THE DATA:
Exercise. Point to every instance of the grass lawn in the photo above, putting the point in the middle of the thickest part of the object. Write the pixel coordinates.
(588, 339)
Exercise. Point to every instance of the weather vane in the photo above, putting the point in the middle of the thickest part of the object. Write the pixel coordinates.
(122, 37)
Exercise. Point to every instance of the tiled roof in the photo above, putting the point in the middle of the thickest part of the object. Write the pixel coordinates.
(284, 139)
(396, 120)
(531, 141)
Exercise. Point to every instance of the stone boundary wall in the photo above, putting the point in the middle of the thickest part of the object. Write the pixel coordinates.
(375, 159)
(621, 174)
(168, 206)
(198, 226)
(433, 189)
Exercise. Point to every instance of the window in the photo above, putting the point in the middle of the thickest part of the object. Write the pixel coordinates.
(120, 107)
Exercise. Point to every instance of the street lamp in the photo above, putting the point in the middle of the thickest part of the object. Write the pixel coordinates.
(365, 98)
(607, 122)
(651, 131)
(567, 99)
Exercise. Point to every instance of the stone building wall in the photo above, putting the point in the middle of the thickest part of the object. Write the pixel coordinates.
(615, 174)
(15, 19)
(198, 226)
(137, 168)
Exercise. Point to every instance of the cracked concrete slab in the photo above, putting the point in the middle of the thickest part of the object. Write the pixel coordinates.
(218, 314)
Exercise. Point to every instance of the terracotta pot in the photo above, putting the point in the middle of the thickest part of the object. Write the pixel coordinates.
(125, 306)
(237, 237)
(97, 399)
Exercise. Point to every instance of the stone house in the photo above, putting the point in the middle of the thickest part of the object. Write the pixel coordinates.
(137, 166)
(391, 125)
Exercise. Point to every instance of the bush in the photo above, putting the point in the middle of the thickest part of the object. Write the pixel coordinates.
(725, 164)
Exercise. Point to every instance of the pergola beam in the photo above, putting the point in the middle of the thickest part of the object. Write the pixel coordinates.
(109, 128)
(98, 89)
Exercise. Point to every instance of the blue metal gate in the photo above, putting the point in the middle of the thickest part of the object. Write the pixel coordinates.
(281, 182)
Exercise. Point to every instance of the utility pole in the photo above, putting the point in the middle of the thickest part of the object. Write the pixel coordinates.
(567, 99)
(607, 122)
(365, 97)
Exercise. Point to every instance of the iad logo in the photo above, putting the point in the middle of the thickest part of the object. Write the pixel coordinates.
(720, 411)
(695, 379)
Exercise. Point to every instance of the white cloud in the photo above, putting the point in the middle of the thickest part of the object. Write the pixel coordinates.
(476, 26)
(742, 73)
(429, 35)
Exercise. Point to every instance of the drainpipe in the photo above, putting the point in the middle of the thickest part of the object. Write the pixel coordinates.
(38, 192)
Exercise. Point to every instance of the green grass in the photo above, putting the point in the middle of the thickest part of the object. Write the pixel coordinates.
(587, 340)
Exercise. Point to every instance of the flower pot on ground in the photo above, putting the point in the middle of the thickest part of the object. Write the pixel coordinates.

WHAT YOU WILL DO: Edit the stretch from the line containing "Exercise. Point to every instance of the white" through the end of the lines, changing "drainpipe" to "downspout" and keeping everything else the same. Give only that stretch.

RESPONSE TO THIS EXERCISE:
Exercise. Point to every instance of the white cloud in the photo above, putting the point in the middle of the thickest part of the object. Write the pixel coordinates.
(476, 26)
(742, 73)
(429, 35)
Exercise. Point to every instance of the downspout in the photo above, putting the point in the middle of the thickest part of the object. Write the pixel coordinates.
(38, 192)
Exercise. Point to every instance of the green grass in the photo above, putting the point in the middle of the thickest part of the object. Write the pixel coordinates.
(587, 340)
Exercise. Point to every instance of the flower pot on ground in the photo above, putting the point in the middle of the thickest part of the object. Write the pixel coordinates.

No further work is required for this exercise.